*** Records for processing
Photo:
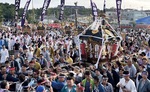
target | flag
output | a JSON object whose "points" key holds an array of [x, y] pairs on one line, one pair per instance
{"points": [[104, 8], [17, 6], [61, 9], [94, 10], [118, 4], [25, 12], [44, 8]]}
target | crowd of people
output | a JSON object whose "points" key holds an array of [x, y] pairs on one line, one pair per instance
{"points": [[51, 64]]}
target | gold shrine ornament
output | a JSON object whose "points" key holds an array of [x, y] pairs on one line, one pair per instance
{"points": [[94, 31]]}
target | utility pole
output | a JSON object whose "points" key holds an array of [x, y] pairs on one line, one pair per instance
{"points": [[76, 13]]}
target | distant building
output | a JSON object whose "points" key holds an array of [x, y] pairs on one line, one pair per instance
{"points": [[49, 19], [72, 7], [80, 18]]}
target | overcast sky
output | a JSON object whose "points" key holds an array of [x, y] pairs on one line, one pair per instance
{"points": [[134, 4]]}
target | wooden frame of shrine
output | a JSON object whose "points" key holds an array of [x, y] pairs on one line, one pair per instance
{"points": [[99, 42]]}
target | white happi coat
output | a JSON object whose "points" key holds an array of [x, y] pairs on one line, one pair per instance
{"points": [[4, 55]]}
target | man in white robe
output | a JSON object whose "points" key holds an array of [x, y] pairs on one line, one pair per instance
{"points": [[4, 54]]}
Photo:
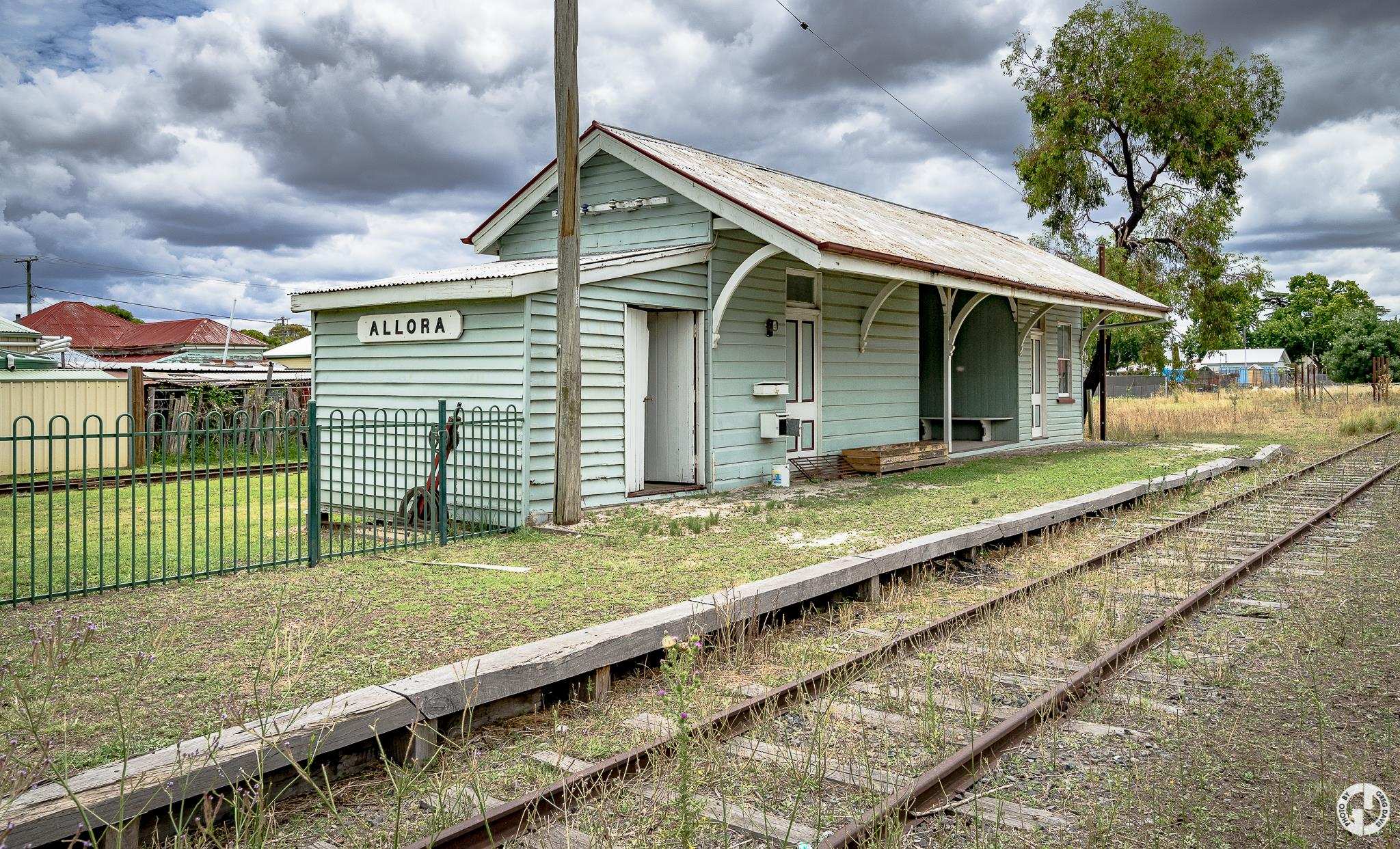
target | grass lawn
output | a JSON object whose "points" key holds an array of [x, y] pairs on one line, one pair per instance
{"points": [[177, 660], [65, 541], [362, 621]]}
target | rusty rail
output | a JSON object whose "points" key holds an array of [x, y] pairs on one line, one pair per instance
{"points": [[498, 824], [960, 770]]}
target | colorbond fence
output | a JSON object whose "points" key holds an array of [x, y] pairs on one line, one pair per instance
{"points": [[227, 492]]}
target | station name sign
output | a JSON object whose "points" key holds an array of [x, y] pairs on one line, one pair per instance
{"points": [[411, 327]]}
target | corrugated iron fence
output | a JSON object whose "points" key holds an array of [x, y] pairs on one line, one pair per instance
{"points": [[101, 504]]}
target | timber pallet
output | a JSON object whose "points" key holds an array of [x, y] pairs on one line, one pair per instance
{"points": [[881, 460]]}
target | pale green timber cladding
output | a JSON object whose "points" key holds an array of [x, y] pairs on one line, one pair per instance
{"points": [[608, 178], [984, 364], [601, 308], [867, 399], [485, 369], [1064, 422]]}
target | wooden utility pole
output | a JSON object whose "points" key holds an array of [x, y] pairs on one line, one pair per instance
{"points": [[28, 282], [1102, 359], [569, 475]]}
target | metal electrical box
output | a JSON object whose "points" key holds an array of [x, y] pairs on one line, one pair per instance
{"points": [[769, 427]]}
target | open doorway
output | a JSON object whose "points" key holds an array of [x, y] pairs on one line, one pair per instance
{"points": [[661, 400]]}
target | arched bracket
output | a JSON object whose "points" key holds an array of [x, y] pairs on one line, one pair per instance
{"points": [[1098, 321], [955, 325], [1035, 319], [876, 304], [740, 273]]}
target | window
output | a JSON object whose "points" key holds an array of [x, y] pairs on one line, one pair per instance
{"points": [[801, 289], [1063, 352]]}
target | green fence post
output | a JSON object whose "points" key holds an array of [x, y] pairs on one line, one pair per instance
{"points": [[314, 485], [442, 461]]}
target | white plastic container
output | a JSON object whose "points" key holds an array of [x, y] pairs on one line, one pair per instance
{"points": [[781, 475]]}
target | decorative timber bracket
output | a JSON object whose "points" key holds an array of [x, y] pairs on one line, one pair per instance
{"points": [[740, 273]]}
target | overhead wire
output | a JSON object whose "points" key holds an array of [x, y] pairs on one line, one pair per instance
{"points": [[908, 108]]}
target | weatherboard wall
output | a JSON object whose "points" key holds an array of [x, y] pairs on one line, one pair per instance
{"points": [[605, 178], [1063, 422], [602, 308], [380, 383], [867, 399]]}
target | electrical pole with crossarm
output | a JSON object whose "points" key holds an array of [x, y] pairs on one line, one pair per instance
{"points": [[569, 474], [28, 282]]}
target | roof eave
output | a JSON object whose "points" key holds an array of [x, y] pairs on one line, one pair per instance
{"points": [[1003, 285], [507, 286]]}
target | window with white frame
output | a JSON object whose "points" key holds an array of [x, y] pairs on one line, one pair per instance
{"points": [[803, 289], [1063, 351]]}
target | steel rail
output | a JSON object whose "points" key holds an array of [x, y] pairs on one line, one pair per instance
{"points": [[960, 770], [493, 826], [13, 488]]}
******
- _Exercise directions_
Copy out the listing word for word, from the line with "target | roof eave" up to and including the last line of the listing.

- _Answer to the task_
target | roof eave
output | a JSON object whose "points" key holds an array of [x, y] pairs on one line, one pair per instance
{"points": [[1003, 285], [507, 286]]}
target | window with white frame
output | a JSON object whose "points" key holds an array of [x, y] pairs on one line, one pair per instance
{"points": [[803, 289], [1063, 351]]}
target | steel rail
output | a JSON object whose "points" key holds an array of [x, y] pairs on one line, one pair per instance
{"points": [[960, 770], [493, 826], [13, 488]]}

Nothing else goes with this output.